(Excerpts of location labeling data)

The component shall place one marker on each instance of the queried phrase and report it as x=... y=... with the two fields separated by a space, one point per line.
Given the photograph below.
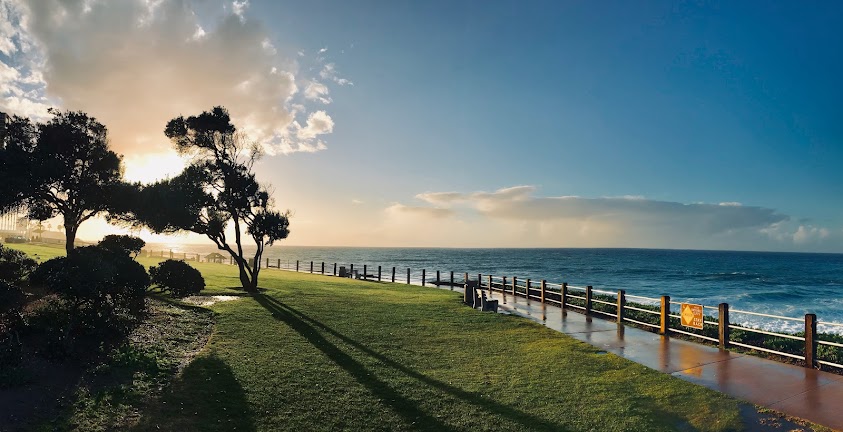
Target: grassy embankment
x=320 y=353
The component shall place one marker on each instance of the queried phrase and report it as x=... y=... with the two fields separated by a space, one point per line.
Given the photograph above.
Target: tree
x=61 y=167
x=217 y=190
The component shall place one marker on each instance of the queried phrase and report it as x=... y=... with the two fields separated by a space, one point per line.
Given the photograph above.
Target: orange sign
x=691 y=315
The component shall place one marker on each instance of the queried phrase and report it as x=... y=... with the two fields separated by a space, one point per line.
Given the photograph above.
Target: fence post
x=723 y=324
x=544 y=287
x=621 y=305
x=564 y=294
x=528 y=289
x=810 y=340
x=664 y=327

Stated exercise:
Please copy out all of the data above word for word, leaving out the pictures.

Final answer:
The component shall place one marker on each instance of the queried phrase and report it as x=... y=... with the two fields separated by a space, one point per line.
Given the photograph below.
Target: grassy embankment
x=320 y=353
The component shall place one marker on each instance of the queried phrase and report it as x=... y=... with the two fields separated by a space, one point per line.
Given the photograph above.
Target: tree
x=61 y=167
x=217 y=190
The component shall place one marker on each instance of the queried phrase and report it as x=... y=... with the two fields separated by a space, one point per line.
Given the photograph above.
Target: orange sign
x=691 y=315
The component shall place one marker on each instance of the queried phrase and report it as x=... y=... with the two fields separated by a space, one point per line.
Given the photograph above.
Target: fence post
x=723 y=324
x=544 y=287
x=621 y=305
x=564 y=294
x=528 y=289
x=810 y=340
x=664 y=327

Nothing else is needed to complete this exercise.